GOALS:
- 1) In the email about HLT support for TDX guests, list every email address at redhat.com that appears in the To and Cc header lines.
- 2) Write what comes next in the email about HLT support for TDX guests, picking up after its final sentence.

SUPPLIED PASSAGE:
Received-SPF: pass (google.com: domain of linux-kernel-owner@vger.kernel.org designates 2620:137:e000::1:20 as permitted sender) client-ip=2620:137:e000::1:20;
Message-ID: <9b4b3581-925b-32a8-8a4f-fdd8d98f2164@intel.com>
Date:   Thu, 24 Feb 2022 10:42:56 -0800
MIME-Version: 1.0
User-Agent: Mozilla/5.0 (X11; Linux x86_64; rv:91.0) Gecko/20100101
 Thunderbird/91.5.0
Content-Language: en-US
To:     "Kirill A. Shutemov" <kirill.shutemov@linux.intel.com>,
        tglx@linutronix.de, mingo@redhat.com, bp@alien8.de,
        luto@kernel.org, peterz@infradead.org
Cc:     sathyanarayanan.kuppuswamy@linux.intel.com, aarcange@redhat.com,
        ak@linux.intel.com, dan.j.williams@intel.com, david@redhat.com,
        hpa@zytor.com, jgross@suse.com, jmattson@google.com,
        joro@8bytes.org, jpoimboe@redhat.com, knsathya@kernel.org,
        pbonzini@redhat.com, sdeep@vmware.com, seanjc@google.com,
        tony.luck@intel.com, vkuznets@redhat.com, wanpengli@tencent.com,
        thomas.lendacky@amd.com, brijesh.singh@amd.com, x86@kernel.org,
        linux-kernel@vger.kernel.org
References: <20220224155630.52734-1-kirill.shutemov@linux.intel.com>
 <20220224155630.52734-9-kirill.shutemov@linux.intel.com>
From:   Dave Hansen <dave.hansen@intel.com>
Subject: Re: [PATCHv4 08/30] x86/tdx: Add HLT support for TDX guests
In-Reply-To: <20220224155630.52734-9-kirill.shutemov@linux.intel.com>
Content-Type: text/plain; charset=UTF-8
Content-Transfer-Encoding: 7bit
Precedence: bulk

On 2/24/22 07:56, Kirill A. Shutemov wrote:
> The HLT instruction is a privileged instruction, executing it stops
> instruction execution and places the processor in a HALT state. It
> is used in kernel for cases like reboot, idle loop and exception fixup
> handlers. For the idle case, interrupts will be enabled (using STI)
> before the HLT instruction (this is also called safe_halt()).
> 
> To support the HLT instruction in TDX guests, it needs to be emulated
> using TDVMCALL (hypercall to VMM). More details about it can be found
> in Intel Trust Domain Extensions (Intel TDX) Guest-Host-Communication
> Interface (GHCI) specification, section TDVMCALL[Instruction.HLT].
> 
> In TDX guests, executing HLT instruction will generate a #VE, which is
> used to emulate the HLT instruction. But #VE based emulation will not
> work for the safe_halt() flavor, because it requires STI instruction to
> be executed just before the TDCALL. Since idle loop is the only user of
> safe_halt() variant, handle it as a special case.
> 
> To avoid *safe_halt() call in the idle function, define the
> tdx_guest_idle() and use it to override the "x86_idle" function pointer
> for a valid TDX guest.

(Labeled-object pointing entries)
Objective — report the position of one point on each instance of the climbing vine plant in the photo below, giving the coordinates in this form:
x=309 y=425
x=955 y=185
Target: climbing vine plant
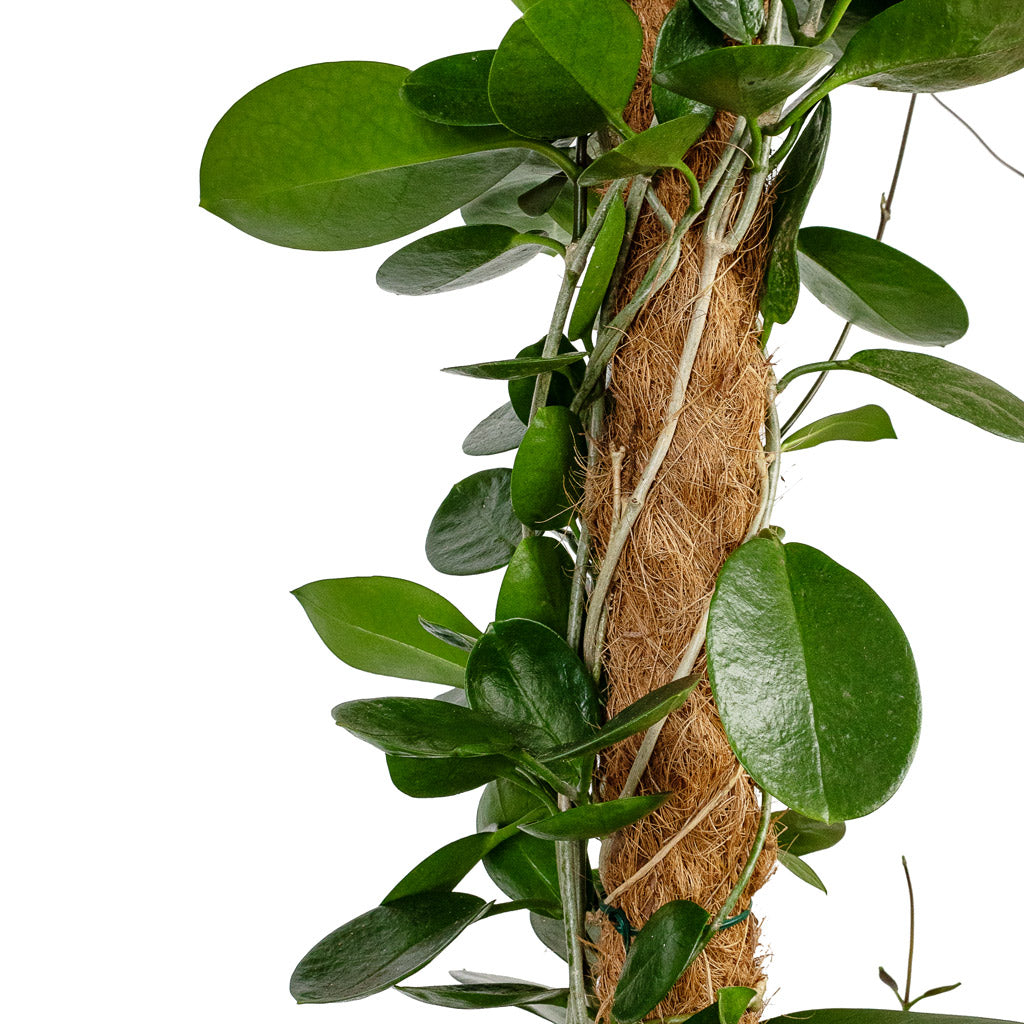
x=812 y=676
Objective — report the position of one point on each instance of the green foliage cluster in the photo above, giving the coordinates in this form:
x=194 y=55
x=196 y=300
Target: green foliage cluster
x=812 y=675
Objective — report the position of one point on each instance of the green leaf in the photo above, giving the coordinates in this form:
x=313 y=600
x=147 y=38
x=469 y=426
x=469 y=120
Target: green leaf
x=526 y=674
x=954 y=389
x=639 y=716
x=594 y=820
x=453 y=90
x=747 y=80
x=802 y=836
x=373 y=624
x=382 y=947
x=685 y=33
x=315 y=158
x=537 y=584
x=879 y=288
x=457 y=257
x=802 y=869
x=474 y=529
x=740 y=19
x=501 y=431
x=817 y=691
x=534 y=95
x=517 y=369
x=597 y=42
x=663 y=145
x=419 y=728
x=869 y=423
x=599 y=270
x=657 y=957
x=795 y=185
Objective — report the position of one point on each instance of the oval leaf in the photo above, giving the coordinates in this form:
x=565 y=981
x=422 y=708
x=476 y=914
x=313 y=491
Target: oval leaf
x=474 y=529
x=373 y=624
x=382 y=947
x=879 y=288
x=314 y=158
x=817 y=691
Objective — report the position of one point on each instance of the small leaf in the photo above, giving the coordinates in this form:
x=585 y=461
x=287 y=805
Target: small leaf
x=869 y=423
x=474 y=529
x=802 y=869
x=453 y=90
x=373 y=624
x=594 y=820
x=879 y=288
x=382 y=947
x=501 y=431
x=657 y=957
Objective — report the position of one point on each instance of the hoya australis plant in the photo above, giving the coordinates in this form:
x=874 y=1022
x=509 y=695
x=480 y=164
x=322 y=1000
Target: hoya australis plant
x=666 y=670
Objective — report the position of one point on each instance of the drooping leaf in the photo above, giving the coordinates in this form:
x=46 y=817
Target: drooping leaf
x=663 y=145
x=657 y=957
x=817 y=691
x=794 y=187
x=453 y=90
x=457 y=257
x=747 y=80
x=314 y=158
x=879 y=288
x=382 y=947
x=474 y=529
x=869 y=423
x=373 y=624
x=594 y=820
x=537 y=584
x=501 y=431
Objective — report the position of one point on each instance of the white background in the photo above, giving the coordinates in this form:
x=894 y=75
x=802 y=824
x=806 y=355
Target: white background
x=196 y=423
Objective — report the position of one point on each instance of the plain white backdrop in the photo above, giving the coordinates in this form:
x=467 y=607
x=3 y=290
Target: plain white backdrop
x=196 y=423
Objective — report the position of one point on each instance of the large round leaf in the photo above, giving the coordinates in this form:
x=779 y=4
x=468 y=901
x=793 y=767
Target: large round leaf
x=329 y=157
x=879 y=288
x=474 y=529
x=813 y=678
x=373 y=623
x=382 y=947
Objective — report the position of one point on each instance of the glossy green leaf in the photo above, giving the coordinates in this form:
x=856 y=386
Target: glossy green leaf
x=879 y=288
x=453 y=90
x=685 y=33
x=537 y=584
x=382 y=947
x=603 y=258
x=594 y=820
x=802 y=836
x=817 y=691
x=739 y=19
x=501 y=431
x=639 y=716
x=314 y=158
x=801 y=868
x=869 y=423
x=663 y=145
x=373 y=624
x=747 y=80
x=534 y=95
x=509 y=370
x=524 y=673
x=419 y=728
x=954 y=389
x=597 y=42
x=794 y=187
x=547 y=478
x=474 y=529
x=657 y=957
x=457 y=257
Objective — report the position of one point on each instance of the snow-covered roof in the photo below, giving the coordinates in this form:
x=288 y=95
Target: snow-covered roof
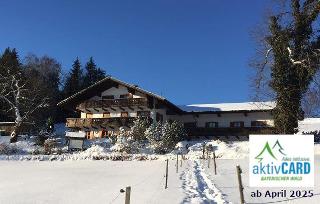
x=309 y=125
x=229 y=107
x=106 y=83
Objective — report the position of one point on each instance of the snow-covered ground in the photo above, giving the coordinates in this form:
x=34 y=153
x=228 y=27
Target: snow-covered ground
x=91 y=177
x=89 y=181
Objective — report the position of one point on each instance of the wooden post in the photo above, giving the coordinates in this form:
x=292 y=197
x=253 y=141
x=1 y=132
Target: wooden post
x=203 y=149
x=166 y=185
x=239 y=171
x=128 y=192
x=177 y=164
x=214 y=163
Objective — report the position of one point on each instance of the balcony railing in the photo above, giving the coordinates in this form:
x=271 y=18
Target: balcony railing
x=125 y=102
x=99 y=122
x=227 y=131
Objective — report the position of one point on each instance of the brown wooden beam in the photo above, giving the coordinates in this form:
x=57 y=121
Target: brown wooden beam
x=103 y=127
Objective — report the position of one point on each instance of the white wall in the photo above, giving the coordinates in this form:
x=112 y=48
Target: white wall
x=226 y=118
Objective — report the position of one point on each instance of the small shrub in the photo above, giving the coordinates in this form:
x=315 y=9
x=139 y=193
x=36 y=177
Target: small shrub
x=8 y=149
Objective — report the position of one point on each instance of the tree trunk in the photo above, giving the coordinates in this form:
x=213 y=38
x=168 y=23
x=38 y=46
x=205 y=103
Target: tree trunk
x=14 y=133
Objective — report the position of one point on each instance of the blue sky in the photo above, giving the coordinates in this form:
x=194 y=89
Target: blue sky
x=188 y=51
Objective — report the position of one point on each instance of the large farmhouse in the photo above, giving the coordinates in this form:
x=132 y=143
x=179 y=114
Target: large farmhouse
x=111 y=103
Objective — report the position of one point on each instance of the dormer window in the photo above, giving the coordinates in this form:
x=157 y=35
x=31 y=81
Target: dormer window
x=237 y=124
x=258 y=124
x=106 y=115
x=212 y=124
x=124 y=96
x=107 y=97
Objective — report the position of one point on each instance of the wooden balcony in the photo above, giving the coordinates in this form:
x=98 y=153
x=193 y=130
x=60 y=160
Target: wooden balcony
x=99 y=123
x=228 y=131
x=110 y=103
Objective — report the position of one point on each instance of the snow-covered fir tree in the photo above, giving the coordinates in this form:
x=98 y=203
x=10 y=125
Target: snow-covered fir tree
x=138 y=129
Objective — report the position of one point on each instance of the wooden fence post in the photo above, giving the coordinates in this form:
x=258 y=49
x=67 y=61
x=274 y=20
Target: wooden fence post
x=203 y=150
x=177 y=164
x=166 y=185
x=214 y=163
x=239 y=171
x=128 y=192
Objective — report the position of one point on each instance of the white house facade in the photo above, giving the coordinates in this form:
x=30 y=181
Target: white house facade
x=111 y=103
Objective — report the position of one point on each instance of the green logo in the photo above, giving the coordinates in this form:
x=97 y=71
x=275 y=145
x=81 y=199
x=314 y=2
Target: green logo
x=268 y=150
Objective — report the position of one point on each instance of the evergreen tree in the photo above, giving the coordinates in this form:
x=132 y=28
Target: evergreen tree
x=9 y=65
x=294 y=44
x=9 y=62
x=138 y=129
x=74 y=80
x=93 y=74
x=164 y=137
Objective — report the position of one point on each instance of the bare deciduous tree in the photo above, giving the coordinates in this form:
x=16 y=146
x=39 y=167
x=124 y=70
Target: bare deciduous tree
x=22 y=97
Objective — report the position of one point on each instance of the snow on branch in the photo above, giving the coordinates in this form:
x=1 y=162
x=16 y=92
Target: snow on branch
x=292 y=60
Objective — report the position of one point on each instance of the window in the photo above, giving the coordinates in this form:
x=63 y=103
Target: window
x=258 y=124
x=159 y=117
x=106 y=115
x=88 y=135
x=143 y=113
x=107 y=97
x=124 y=96
x=237 y=124
x=124 y=114
x=190 y=125
x=212 y=124
x=104 y=133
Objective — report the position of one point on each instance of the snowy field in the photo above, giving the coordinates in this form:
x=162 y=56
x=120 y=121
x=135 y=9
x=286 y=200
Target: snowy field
x=89 y=181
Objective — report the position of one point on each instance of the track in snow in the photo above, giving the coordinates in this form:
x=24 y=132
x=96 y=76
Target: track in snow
x=198 y=187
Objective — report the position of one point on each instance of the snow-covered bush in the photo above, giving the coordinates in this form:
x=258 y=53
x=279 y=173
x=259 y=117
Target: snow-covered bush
x=123 y=144
x=154 y=135
x=7 y=149
x=49 y=145
x=172 y=133
x=138 y=129
x=163 y=138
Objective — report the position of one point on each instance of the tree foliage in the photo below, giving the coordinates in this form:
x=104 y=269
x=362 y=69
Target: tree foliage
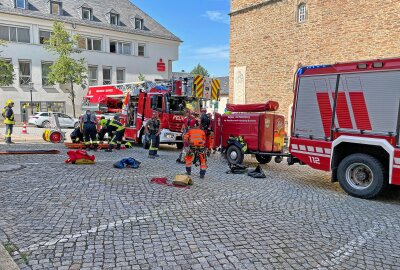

RESULTS OF THE TASKS:
- 1) mingo@redhat.com, aarcange@redhat.com, david@redhat.com, jpoimboe@redhat.com, pbonzini@redhat.com, vkuznets@redhat.com

- 2)
> 
> Alternative choices like PV ops have been considered for adding
> safe_halt() support. But it was rejected because HLT paravirt calls
> only exist under PARAVIRT_XXL, and enabling it in TDX guest just for
> safe_halt() use case is not worth the cost.

Thanks for all the history and background here.

> diff --git a/arch/x86/coco/tdcall.S b/arch/x86/coco/tdcall.S
> index c4dd9468e7d9..3c35a056974d 100644
> --- a/arch/x86/coco/tdcall.S
> +++ b/arch/x86/coco/tdcall.S
> @@ -138,6 +138,19 @@ SYM_FUNC_START(__tdx_hypercall)
>  
>  	movl $TDVMCALL_EXPOSE_REGS_MASK, %ecx
>  
> +	/*
> +	 * For the idle loop STI needs to be called directly before the TDCALL
> +	 * that enters idle (EXIT_REASON_HLT case). STI instruction enables
> +	 * interrupts only one instruction later. If there is a window between
> +	 * STI and the instruction that emulates the HALT state, there is a
> +	 * chance for interrupts to happen in this window, which can delay the
> +	 * HLT operation indefinitely. Since this is the not the desired
> +	 * result, conditionally call STI before TDCALL.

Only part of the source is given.